Data records:
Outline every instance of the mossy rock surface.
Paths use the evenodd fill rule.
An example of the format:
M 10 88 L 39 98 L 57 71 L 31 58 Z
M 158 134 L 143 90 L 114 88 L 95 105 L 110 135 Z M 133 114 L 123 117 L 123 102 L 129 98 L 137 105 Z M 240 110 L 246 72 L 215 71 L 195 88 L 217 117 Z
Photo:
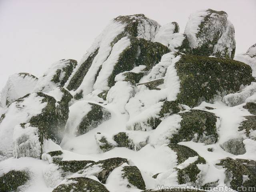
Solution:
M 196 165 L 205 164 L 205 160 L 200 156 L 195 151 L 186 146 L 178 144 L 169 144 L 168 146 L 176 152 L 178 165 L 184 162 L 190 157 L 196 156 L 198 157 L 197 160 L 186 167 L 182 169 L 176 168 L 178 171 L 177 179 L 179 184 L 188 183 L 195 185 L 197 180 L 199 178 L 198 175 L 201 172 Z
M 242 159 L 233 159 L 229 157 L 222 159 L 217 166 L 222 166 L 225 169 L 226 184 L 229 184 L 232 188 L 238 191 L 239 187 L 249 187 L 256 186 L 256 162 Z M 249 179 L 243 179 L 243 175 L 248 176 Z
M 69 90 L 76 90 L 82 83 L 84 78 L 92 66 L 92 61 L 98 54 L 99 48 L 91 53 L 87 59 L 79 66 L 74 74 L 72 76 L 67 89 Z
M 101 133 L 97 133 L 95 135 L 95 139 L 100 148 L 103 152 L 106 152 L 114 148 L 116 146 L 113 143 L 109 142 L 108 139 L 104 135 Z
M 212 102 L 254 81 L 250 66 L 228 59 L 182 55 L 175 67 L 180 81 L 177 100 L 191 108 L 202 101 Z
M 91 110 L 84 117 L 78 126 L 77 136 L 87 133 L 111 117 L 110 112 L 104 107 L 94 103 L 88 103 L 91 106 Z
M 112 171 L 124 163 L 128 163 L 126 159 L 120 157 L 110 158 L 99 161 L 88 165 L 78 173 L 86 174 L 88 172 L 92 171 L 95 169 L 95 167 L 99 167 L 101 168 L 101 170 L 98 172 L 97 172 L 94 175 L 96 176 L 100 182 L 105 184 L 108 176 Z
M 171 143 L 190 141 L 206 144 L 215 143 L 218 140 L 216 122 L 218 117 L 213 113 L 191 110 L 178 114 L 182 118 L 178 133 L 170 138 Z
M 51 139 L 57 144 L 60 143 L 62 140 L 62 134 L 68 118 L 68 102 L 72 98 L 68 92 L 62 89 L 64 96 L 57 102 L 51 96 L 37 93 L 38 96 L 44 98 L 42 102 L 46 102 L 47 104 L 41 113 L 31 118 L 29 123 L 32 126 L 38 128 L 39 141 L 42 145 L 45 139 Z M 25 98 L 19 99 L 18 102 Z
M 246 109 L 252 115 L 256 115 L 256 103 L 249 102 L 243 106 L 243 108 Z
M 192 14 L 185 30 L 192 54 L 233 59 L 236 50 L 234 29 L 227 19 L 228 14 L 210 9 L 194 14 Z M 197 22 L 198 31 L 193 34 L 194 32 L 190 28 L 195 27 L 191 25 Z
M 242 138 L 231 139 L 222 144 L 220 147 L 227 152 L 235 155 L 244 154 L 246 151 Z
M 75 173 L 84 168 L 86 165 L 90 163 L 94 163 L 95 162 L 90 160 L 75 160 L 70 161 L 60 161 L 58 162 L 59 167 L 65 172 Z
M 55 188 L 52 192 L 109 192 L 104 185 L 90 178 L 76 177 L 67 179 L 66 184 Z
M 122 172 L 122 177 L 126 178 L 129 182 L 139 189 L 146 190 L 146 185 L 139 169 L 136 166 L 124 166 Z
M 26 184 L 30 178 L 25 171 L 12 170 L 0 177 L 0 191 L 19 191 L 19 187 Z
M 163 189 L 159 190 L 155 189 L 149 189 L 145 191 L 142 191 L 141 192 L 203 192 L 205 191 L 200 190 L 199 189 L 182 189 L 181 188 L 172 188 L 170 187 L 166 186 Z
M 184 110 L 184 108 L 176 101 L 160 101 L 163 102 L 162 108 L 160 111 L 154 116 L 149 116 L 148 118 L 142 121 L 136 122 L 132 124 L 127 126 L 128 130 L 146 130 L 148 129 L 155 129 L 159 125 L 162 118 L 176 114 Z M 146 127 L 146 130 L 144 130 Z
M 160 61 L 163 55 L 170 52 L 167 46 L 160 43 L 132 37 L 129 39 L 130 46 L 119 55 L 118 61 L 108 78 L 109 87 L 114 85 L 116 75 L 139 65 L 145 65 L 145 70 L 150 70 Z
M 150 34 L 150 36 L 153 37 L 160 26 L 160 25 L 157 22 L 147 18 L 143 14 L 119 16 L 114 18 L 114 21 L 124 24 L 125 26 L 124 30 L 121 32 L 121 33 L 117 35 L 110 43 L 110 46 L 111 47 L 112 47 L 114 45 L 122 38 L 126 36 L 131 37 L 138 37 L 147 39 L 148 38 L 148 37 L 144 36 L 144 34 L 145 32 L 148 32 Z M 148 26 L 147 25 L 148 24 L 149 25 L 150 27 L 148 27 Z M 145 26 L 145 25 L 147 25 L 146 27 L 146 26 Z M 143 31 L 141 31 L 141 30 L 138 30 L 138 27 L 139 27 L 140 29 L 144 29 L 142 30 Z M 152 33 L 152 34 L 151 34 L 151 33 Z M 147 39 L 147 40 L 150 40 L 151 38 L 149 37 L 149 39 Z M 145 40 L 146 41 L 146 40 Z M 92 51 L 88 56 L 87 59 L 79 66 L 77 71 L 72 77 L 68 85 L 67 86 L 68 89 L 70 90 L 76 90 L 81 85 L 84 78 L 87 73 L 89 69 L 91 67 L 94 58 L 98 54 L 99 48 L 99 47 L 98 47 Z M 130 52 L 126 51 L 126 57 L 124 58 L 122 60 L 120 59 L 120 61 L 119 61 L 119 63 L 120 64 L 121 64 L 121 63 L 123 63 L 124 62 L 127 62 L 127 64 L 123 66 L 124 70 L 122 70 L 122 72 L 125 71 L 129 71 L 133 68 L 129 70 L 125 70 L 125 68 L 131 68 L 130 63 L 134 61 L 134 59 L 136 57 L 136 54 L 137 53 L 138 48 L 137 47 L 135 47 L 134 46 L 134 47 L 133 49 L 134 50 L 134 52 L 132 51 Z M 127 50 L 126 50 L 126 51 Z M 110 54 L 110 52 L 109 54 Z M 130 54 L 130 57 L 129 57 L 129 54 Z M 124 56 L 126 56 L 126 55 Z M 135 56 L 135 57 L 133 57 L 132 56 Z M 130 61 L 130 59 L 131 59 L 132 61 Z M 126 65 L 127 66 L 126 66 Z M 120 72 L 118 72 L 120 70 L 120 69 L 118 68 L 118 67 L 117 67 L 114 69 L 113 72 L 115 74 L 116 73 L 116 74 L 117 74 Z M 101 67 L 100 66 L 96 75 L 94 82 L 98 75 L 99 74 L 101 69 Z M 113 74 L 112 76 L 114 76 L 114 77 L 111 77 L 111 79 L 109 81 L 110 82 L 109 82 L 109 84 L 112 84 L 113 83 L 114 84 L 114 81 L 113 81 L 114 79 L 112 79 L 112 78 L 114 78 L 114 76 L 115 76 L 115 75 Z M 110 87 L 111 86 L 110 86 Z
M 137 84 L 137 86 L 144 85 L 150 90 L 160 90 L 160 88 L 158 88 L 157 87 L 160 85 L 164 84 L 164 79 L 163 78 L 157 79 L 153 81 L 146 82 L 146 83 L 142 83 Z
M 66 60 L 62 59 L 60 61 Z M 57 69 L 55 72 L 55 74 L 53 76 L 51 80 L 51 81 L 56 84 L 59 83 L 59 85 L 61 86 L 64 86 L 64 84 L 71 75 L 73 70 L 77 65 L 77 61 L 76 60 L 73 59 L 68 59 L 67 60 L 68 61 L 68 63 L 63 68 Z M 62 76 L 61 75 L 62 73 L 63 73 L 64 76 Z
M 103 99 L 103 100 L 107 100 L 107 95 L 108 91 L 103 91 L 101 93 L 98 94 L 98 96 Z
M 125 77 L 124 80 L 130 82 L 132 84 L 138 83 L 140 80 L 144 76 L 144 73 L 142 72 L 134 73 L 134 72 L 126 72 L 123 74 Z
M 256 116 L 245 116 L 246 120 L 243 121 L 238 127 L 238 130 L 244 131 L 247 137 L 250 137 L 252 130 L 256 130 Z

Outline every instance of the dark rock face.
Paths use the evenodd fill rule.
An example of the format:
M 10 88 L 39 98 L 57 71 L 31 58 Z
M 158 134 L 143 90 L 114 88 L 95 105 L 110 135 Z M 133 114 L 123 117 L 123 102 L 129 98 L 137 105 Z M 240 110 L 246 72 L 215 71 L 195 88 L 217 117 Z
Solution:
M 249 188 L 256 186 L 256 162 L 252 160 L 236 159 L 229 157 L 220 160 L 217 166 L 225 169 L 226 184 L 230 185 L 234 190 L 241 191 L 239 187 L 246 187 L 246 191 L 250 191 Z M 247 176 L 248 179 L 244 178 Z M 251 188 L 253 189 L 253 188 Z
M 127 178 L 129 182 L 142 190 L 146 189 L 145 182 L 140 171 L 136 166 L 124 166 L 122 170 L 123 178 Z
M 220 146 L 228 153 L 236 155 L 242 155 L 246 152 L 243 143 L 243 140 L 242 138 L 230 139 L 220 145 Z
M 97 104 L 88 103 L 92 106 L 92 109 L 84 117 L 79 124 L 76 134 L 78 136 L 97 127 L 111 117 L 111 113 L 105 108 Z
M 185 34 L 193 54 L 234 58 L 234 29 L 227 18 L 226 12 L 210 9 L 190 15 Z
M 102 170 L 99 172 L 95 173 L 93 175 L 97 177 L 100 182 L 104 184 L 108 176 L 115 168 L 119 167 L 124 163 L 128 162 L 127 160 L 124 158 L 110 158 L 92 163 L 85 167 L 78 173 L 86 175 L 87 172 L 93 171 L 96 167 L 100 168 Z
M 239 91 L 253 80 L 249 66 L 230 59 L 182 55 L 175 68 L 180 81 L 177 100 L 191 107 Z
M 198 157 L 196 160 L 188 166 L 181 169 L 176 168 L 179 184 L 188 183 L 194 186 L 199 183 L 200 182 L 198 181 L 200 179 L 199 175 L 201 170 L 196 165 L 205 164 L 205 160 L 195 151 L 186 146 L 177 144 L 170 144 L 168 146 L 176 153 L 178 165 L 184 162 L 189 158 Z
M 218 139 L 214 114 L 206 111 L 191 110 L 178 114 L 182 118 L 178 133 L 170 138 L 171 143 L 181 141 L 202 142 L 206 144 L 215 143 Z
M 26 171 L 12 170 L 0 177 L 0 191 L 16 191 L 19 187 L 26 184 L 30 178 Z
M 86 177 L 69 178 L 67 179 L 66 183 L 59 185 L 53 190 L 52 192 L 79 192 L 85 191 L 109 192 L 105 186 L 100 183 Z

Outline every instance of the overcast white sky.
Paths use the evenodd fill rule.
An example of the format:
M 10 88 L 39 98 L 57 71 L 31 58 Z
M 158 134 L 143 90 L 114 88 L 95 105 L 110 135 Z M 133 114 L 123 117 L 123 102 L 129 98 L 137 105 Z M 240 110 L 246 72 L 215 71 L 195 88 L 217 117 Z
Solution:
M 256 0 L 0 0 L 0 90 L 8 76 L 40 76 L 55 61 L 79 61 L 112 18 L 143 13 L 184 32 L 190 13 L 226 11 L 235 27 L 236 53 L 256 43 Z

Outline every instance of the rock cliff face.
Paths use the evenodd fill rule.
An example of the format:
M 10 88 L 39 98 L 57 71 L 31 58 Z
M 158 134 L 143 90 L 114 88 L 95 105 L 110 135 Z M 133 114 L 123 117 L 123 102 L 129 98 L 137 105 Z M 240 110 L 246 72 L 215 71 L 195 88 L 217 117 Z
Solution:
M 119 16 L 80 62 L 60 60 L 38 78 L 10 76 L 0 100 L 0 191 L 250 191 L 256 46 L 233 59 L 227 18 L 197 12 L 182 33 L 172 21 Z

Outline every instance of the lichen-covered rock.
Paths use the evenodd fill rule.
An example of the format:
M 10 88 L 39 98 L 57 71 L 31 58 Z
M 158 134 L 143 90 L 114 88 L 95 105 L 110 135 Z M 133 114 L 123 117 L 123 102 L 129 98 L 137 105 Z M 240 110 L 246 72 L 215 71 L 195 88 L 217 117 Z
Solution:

Requirement:
Rewrite the stretch of the data from the line containing "Outline every instance of the rock" through the end of the data, requests included, and shift each coordinate in the answer outlines by adding 136.

Exercise response:
Outline every instance of the rock cliff face.
Paths use the evenodd fill rule.
An example of the format:
M 10 88 L 39 98 L 57 71 L 31 58 Z
M 158 134 L 143 90 L 114 88 L 95 105 L 110 135 Z M 133 114 L 123 117 L 123 102 L 129 98 L 137 105 Z M 240 110 L 246 72 L 215 71 L 195 88 L 217 117 Z
Solution:
M 255 152 L 216 198 L 196 196 L 174 214 L 146 212 L 136 236 L 136 327 L 386 327 L 392 182 L 369 195 L 363 154 L 333 148 L 318 169 L 308 157 Z

Outline every instance of the lichen-covered rock.
Paths use the evenodd fill rule.
An example of the format:
M 10 88 L 39 98 L 57 71 L 31 58 Z
M 158 134 L 143 90 L 114 88 L 95 105 L 110 135 Z M 133 114 L 123 117 L 123 102 L 129 98 L 137 105 Z M 240 110 L 246 72 L 215 71 L 195 88 L 217 117 Z
Solution:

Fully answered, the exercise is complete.